• PROBLEM STATEMENT
From the Veeco Instruments Form 8-K cover page, extract the passage that opens with the words containing "PURSUANT TO SECTION 13" and closes with "VEECO INSTRUMENTS INC.".

• PAGE
UNITED STATES

SECURITIES AND EXCHANGE COMMISSION

 

Washington, D.C.  20549

 


 

FORM 8-K

 


 

CURRENT REPORT

PURSUANT TO SECTION 13 OR 15(d) OF THE

SECURITIES EXCHANGE ACT OF 1934

 


 

Date of Report (Date of earliest event reported):  May 14, 2009

 

VEECO INSTRUMENTS INC.

(Exact name of registrant as specified in its charter)

 

 

Delaware
 (State or other jurisdiction
of incorporation)

 

0-16244
(Commission
File Number)

 

11-2989601
(IRS Employer Identification No.)

 

Terminal Drive, Plainview, New York 11803

(Address of principal executive offices)

 

(516) 677-0200

(Registrant’s telephone number, including area code)

 

Not applicable

(Former name or former address, if changed since last report)

 

Check the appropriate box below if the Form 8-K filing is intended to simultaneously satisfy the filing obligation of the registrant under any of the following provisions (see General Instruction A.2. below):

 

o

Written communications pursuant to Rule 425 under the Securities Act (17 CFR 230.425)

o

Soliciting material pursuant to Rule 14a-12 under the Exchange Act (17 CFR 240.14a-12)

o

Pre-commencement communications pursuant to Rule 14d-2(b) under the Exchange Act (17 CFR 240.14d-2(b))

o

Pre-commencement communications pursuant to Rule 13e-4(c) under the Exchange Act (17 CFR 240.13e-4(c))

• Entries drawn from a collection
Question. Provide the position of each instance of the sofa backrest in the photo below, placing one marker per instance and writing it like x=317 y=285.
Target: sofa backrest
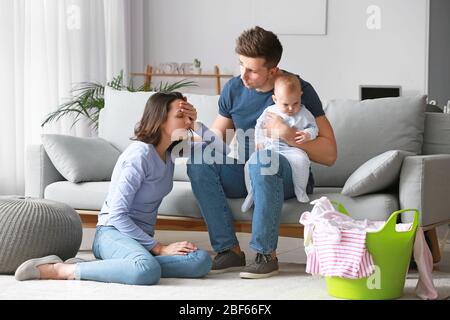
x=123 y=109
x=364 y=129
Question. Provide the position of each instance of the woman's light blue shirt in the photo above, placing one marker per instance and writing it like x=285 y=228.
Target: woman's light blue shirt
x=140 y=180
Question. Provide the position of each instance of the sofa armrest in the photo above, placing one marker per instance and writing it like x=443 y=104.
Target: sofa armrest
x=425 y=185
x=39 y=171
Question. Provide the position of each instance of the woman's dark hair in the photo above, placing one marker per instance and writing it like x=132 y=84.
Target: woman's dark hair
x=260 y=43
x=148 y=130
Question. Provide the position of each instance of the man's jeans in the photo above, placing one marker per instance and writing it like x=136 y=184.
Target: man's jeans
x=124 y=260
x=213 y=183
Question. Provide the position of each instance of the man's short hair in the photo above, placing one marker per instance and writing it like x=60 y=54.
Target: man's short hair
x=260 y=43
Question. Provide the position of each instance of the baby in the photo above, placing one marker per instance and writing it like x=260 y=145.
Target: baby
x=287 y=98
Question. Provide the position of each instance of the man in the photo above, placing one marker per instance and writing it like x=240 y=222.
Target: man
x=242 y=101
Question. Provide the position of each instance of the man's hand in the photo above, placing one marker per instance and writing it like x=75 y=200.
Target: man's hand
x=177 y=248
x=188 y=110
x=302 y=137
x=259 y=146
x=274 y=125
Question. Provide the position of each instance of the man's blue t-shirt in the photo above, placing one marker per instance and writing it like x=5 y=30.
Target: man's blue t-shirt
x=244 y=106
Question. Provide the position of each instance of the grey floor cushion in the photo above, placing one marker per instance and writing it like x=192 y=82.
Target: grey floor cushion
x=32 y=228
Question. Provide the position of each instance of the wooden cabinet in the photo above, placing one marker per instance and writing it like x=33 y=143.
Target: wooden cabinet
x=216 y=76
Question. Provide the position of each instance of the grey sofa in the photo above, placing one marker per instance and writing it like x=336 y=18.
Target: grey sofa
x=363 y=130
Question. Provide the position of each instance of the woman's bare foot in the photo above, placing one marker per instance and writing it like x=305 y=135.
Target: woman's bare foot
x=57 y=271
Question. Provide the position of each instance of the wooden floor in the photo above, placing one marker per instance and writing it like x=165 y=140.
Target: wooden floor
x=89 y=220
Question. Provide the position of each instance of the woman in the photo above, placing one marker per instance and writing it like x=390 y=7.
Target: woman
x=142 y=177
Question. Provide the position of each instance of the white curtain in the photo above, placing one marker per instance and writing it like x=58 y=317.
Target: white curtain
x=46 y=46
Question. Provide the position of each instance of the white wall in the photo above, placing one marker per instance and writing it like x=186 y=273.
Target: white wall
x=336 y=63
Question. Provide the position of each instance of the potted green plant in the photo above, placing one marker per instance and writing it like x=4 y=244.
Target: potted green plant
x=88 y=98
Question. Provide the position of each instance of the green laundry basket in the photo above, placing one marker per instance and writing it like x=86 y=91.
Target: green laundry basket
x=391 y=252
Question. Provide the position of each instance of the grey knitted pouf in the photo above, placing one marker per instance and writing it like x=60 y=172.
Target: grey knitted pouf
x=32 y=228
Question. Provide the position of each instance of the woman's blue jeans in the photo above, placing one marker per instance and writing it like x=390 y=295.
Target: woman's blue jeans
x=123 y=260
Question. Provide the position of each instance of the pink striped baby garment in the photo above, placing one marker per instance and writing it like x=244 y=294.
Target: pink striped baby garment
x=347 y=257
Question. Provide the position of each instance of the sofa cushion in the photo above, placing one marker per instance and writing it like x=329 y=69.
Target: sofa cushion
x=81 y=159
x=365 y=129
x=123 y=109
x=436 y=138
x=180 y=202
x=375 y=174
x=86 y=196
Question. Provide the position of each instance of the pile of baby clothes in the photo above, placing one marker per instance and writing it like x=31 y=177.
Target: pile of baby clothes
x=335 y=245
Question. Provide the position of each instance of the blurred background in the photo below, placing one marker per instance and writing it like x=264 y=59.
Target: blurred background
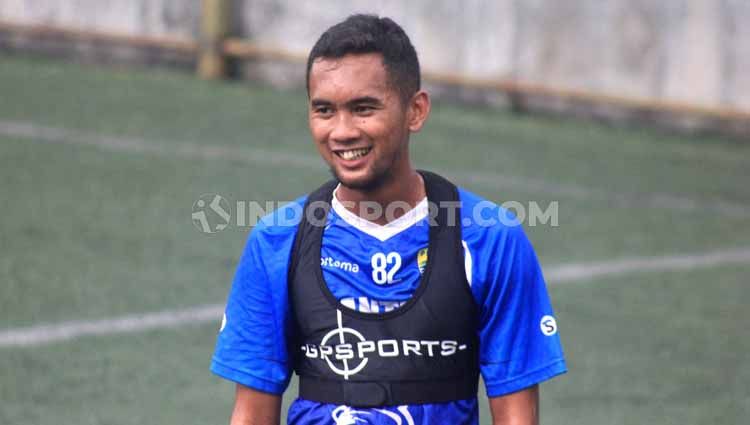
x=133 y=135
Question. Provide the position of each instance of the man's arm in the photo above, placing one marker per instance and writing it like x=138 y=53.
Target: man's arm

• FINAL RESULT
PURSUANT TO SECTION 13 OR 15(d) OF THE

SECURITIES EXCHANGE ACT OF 1934

 


 

Date of Report (Date of earliest event reported):  May 14, 2009

 

VEECO INSTRUMENTS INC.